Heide is een Germaans woord. Wat vroeger onder ‘heide’ verstaan werd is anders dan wat we er nu onder verstaan. In oude tijden was de heide veel meer dan de in augustus nog altijd zo prachtig paarsbloeiende vlakten.
De heide was land voor gemeenschappelijk gebruik met bos, weiden én ook de heidegebieden zoals we die vandaag de dag kennen. Maar men moet de heiden als 'bewoner van een onbebouwd, ongecultiveerd gebied' niet zelf ook als ongecultiveerd beschouwen, want dat zijn of waren heidenen allerminst!
‘Heiden’ is dan ook niet synoniem met het Latijnse woord paganus (pagan) ‘de ongelovige die op het platteland woont’.
De termen heiden en pagan (en ook heidendom en paganisme) worden vaak door en langs elkaar heen gebruikt, terwijl er dus wel degelijk een verschil in zit!
Als we al een Latijns woord willen gebruiken voor heiden komt ‘gentilis’ of ‘etnicus’* meer in de buurt dan pagan.
Waar ‘paganus’ een benaming was met een negatieve lading gegeven door de christelijke stadsbewoner, vaak van Romeinse origine, was ‘heiden’ juist een afweerwoord van mensen met het traditionele geloof tegen de christenen. Het woord ‘heiden’ is veel ouder dan ‘paganus’ en het is er geen vertaling van of synoniem voor.

▶ [Opdracht 1]: Door wie werd de benaming 'paganus' volgens het fragment over het woord heiden gegeven?

▶ [Invoer]:
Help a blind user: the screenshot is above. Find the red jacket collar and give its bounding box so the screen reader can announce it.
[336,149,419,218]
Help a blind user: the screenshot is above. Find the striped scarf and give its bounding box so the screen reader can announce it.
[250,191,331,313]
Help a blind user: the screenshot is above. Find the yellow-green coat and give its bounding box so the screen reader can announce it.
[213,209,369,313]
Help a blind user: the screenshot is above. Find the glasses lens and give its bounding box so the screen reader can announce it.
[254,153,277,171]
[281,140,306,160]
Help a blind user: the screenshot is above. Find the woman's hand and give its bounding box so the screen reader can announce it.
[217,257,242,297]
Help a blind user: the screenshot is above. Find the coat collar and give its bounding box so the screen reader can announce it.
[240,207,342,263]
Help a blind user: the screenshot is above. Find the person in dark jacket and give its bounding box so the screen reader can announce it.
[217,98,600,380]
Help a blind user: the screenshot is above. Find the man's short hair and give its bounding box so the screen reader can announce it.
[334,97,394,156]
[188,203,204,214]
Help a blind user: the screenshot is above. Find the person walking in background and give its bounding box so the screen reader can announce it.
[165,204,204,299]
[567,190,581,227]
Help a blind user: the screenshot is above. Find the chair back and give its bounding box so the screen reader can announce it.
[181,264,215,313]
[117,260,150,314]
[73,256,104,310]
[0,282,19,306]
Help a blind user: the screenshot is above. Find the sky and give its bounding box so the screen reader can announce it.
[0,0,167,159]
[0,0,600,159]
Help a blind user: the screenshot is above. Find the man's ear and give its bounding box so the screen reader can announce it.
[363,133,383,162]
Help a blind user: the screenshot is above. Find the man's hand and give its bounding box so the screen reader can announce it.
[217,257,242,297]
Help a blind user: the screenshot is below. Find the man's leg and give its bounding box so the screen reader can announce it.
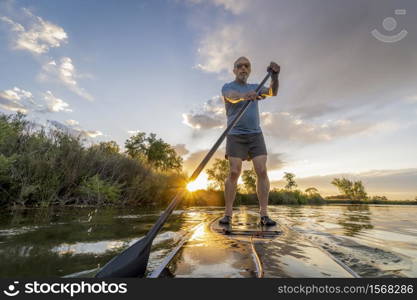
[252,155,269,217]
[224,157,242,217]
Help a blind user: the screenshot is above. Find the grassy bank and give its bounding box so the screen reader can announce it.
[183,189,417,206]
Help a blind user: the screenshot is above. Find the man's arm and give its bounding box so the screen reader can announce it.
[265,61,281,96]
[222,88,256,103]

▶ [Opdracht 2]: Schrijf de regels van de records letterlijk over, te beginnen bij het begin van de records en eindigend met de regel die "[0,282,19,306]" bevat.

▶ [Antwoord 1]: Door de christelijke stadsbewoner, vaak van Romeinse origine.

▶ [Antwoord 2]:
Help a blind user: the screenshot is above. Find the red jacket collar and give its bounding box so the screen reader can announce it.
[336,149,419,218]
Help a blind user: the screenshot is above. Find the striped scarf and give its bounding box so the screen reader can announce it.
[250,191,331,313]
Help a blind user: the screenshot is above. Find the yellow-green coat and give its bounding box so the screen reader can announce it.
[213,209,369,313]
Help a blind user: the screenshot is above. Find the glasses lens and give its bounding box so the screen reader can announce it.
[254,153,277,171]
[281,140,306,160]
Help a blind user: the screenshot is above. Find the woman's hand and give its bounding box so the screen reader can announce it.
[217,257,242,297]
Help a blind user: the screenshot is above. Find the coat collar and give its bounding box so the screen reader can announce it.
[240,207,342,263]
Help a blind user: the screenshot is above. Find the person in dark jacket and give its bounding box so the screen reader can announce it.
[217,98,600,380]
Help a blind user: the screenshot is above. Find the man's short hair and give its bounding box so the screen reader can announce it.
[334,97,394,156]
[188,203,204,214]
Help a blind user: the screenshot is above. Find the person walking in background and give its bounding box so the screen reader can announce it.
[165,204,204,299]
[567,190,581,227]
Help a blind user: the screenshot is above. Find the chair back and give its bounding box so the screen reader can announce it.
[181,264,215,313]
[117,260,150,314]
[73,256,104,310]
[0,282,19,306]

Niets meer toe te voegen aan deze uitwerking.